Start of Information shown

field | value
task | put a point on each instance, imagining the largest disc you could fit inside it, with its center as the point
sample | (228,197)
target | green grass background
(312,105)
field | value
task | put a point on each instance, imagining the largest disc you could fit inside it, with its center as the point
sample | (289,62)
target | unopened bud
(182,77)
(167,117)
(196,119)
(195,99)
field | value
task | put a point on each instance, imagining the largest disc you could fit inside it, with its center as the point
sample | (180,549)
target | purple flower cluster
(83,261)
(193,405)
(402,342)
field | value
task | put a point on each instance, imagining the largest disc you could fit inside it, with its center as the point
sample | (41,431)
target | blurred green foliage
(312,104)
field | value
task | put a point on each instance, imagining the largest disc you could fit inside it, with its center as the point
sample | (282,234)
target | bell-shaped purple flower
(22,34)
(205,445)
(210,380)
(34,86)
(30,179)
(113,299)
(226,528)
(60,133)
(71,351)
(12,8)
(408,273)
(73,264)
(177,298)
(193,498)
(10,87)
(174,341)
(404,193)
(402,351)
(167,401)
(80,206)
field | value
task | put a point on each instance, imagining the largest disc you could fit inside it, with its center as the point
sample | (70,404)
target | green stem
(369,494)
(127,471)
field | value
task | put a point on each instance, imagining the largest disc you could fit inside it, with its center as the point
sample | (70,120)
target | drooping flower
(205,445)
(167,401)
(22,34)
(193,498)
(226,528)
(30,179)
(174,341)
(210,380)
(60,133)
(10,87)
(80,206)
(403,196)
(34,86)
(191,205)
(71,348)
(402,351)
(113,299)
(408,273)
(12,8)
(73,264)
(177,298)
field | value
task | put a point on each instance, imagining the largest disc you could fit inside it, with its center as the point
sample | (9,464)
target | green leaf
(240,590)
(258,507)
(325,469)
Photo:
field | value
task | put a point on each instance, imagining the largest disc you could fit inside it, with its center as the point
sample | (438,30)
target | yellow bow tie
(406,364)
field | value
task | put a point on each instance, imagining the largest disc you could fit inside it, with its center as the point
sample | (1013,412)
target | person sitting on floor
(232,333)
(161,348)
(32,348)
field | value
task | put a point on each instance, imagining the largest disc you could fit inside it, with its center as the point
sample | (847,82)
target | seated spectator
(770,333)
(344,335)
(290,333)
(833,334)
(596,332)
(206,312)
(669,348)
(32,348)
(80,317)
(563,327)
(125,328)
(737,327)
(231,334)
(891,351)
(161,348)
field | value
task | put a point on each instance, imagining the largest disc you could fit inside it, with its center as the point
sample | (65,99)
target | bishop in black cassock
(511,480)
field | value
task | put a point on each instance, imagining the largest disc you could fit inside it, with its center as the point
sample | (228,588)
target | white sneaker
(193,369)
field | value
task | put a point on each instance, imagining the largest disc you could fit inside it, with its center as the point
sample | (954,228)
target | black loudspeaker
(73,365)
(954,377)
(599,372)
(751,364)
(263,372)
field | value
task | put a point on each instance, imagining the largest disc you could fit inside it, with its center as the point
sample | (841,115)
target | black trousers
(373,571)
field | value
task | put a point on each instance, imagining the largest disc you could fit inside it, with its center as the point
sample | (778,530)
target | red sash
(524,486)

End of Information shown

--- Problem description ---
Extract all lines as given.

--- Solution ---
field | value
task | put a point on each instance, imagining the largest disc you could fit inside it, with its center as the point
sample | (228,197)
target | green grass background
(312,105)
field | value
task | put a point on each instance, imagining the largest disc you could fit inside it, with its center as the point
sample | (289,62)
target | unopened bud
(182,77)
(167,117)
(196,119)
(195,99)
field | value
task | put a point on each instance, imagining the largest disc you could fit inside it, with its center as the point
sample | (180,549)
target | purple flower cluster
(83,261)
(193,405)
(402,342)
field | value
task | put a point on each instance, imagining the largest disc you could fit inside it, with its center as the point
sample | (41,431)
target | blurred green foliage
(312,104)
field | value
task | put a point on each instance, imagining the largest disc you could fit inside it, with its center as the point
sample | (282,234)
target | bell-shaped purple flower
(22,34)
(205,445)
(210,380)
(34,86)
(30,179)
(113,299)
(226,528)
(60,133)
(71,351)
(12,8)
(408,273)
(73,264)
(177,298)
(193,498)
(10,87)
(174,341)
(404,193)
(402,351)
(167,401)
(80,206)
field | value
task | put a point on each instance, imagining the largest disc you could fit inside it, with its center as the point
sample | (70,404)
target | green stem
(369,494)
(127,471)
field | value
task | put a point on each instance, imagining the largest disc you could fit inside it, with its center as the point
sample | (70,120)
target | drooping flower
(205,445)
(167,401)
(22,34)
(193,498)
(226,528)
(30,179)
(174,341)
(210,380)
(60,133)
(10,87)
(80,206)
(403,196)
(34,86)
(191,205)
(71,348)
(402,351)
(113,299)
(408,273)
(12,8)
(73,264)
(177,298)
field | value
task | put a point on each instance, imagining the largest disc you could fit inside it, with its center as the point
sample | (9,464)
target | green leaf
(240,590)
(258,507)
(325,469)
Photo:
field | value
task | put a point on each instance, imagining the largest disc you could fit inside it, with its center as the point
sample | (438,30)
target | yellow bow tie
(406,364)
field | value
task | put a point on each instance, imagining the largest disc you could fit inside it, with its center as the point
sample | (1013,412)
target | person sitting on floor
(232,333)
(161,348)
(32,348)
field | value
task | put a point on each instance, imagining the largest disc you could fit inside it, with its center as the point
sample | (847,82)
target | seated spectator
(770,333)
(344,335)
(290,333)
(833,334)
(596,332)
(206,312)
(669,348)
(32,348)
(80,317)
(563,327)
(125,328)
(737,327)
(231,334)
(891,351)
(161,348)
field | value
task | put a point on each instance, imagining the largest disc you could fit inside it, with its center as the point
sample | (65,99)
target | bishop in black cassock
(511,480)
field | value
task | put a point on each instance, imagining the largest disc you could fit inside it, with its center as the point
sample | (228,588)
target | white sneaker
(193,369)
field | value
task | put a point on each instance, imagining the largest disc you could fit inside it, with its center as the point
sample | (954,228)
target | black loudspeaker
(73,365)
(954,377)
(599,372)
(751,364)
(263,372)
field | value
task | put a point on each instance, imagining the largest disc you could fit inside it, with its center as the point
sample | (841,115)
target | black trousers
(373,571)
field | value
task | put a point on each instance, imagining the largest disc you could fit inside it, with its center as the point
sample | (778,530)
target | red sash
(524,486)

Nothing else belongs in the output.